EXERCISE AIM:
The string "printed" may appear in lines of the entries below. Report how many lines hold it, with only the number.

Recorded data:

=== Begin Enclosure ===

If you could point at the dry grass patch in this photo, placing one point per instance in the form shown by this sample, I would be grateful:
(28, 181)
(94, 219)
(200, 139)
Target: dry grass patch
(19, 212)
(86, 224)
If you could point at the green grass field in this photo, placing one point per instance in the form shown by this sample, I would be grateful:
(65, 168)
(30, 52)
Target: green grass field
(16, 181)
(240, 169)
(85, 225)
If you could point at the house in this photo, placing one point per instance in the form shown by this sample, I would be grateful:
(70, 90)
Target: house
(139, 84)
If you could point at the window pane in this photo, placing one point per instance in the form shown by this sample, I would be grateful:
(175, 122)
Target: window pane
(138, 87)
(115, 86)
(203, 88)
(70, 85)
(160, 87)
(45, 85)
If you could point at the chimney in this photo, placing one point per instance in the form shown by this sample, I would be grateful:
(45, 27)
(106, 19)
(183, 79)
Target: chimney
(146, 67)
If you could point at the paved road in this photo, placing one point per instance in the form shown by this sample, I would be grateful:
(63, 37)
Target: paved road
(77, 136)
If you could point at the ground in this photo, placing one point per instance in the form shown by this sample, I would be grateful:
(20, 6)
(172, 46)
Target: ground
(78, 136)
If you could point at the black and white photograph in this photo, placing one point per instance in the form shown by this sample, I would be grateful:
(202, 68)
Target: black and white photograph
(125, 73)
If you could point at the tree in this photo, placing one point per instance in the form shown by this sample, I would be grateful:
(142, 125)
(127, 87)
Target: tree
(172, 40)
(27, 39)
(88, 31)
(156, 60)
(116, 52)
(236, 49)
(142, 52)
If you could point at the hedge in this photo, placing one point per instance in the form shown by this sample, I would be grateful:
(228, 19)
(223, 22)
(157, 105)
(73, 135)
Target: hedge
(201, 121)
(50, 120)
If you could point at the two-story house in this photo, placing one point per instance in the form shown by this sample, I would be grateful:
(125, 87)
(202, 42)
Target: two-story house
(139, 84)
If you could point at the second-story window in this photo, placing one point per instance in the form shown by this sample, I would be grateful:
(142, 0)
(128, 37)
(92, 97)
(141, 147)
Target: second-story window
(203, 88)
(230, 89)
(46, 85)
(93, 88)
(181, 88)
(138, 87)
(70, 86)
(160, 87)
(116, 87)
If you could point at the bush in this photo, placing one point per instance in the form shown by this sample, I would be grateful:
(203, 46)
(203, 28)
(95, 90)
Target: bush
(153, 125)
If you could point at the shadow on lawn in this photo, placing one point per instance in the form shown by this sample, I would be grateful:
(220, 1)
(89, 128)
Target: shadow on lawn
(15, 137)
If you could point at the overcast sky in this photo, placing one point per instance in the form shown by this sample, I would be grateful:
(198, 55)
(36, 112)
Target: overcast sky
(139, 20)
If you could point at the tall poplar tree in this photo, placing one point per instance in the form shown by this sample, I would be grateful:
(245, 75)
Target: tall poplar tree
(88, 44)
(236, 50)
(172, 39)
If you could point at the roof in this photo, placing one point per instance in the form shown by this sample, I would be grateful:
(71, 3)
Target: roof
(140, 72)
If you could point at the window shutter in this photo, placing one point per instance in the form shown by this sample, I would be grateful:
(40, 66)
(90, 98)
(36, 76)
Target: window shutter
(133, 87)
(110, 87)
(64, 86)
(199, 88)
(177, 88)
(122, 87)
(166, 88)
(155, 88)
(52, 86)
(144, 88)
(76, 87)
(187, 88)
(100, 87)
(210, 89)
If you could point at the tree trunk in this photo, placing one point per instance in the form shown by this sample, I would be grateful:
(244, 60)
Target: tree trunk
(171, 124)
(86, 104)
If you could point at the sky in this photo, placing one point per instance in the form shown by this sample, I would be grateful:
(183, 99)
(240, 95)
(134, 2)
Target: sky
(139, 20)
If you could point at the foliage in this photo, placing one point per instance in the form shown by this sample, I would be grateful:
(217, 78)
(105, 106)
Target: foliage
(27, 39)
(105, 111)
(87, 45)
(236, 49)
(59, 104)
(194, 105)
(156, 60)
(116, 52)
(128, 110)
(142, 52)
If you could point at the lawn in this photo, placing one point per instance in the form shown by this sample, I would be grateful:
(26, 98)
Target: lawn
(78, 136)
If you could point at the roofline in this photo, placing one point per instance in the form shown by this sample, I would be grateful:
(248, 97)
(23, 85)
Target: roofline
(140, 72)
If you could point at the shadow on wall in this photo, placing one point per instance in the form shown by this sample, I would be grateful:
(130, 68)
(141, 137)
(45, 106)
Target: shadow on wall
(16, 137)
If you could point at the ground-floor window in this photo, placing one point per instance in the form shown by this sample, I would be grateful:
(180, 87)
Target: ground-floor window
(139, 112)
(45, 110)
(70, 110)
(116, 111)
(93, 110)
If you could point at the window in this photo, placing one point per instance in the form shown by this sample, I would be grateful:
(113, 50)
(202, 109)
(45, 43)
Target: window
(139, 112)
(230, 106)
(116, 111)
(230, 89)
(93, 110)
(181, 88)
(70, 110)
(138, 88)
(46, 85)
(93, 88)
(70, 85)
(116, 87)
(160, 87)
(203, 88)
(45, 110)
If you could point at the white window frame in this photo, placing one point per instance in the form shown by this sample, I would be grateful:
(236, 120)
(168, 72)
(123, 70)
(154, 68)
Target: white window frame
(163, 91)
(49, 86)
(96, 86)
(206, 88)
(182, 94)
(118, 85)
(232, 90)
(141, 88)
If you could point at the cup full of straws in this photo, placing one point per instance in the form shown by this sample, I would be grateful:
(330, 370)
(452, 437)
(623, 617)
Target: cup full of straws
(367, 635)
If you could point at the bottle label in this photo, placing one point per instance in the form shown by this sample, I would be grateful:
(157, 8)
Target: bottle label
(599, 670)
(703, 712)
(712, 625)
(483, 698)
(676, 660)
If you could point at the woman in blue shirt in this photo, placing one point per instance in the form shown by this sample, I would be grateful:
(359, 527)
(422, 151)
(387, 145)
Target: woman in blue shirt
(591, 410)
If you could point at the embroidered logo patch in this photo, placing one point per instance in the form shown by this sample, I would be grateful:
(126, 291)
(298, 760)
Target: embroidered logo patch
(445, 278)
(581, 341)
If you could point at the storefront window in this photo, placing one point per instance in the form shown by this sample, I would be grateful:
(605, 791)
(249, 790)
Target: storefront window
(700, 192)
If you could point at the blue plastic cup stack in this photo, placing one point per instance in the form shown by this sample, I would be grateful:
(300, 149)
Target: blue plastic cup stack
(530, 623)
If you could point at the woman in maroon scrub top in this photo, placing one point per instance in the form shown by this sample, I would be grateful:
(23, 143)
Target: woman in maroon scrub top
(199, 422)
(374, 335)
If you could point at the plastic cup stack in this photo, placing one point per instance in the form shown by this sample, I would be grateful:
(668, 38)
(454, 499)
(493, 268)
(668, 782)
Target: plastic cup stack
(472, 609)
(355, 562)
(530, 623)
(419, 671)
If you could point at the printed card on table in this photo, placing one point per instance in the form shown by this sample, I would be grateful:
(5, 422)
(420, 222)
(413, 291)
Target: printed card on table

=== End Enclosure ===

SOLUTION TO THIS TASK:
2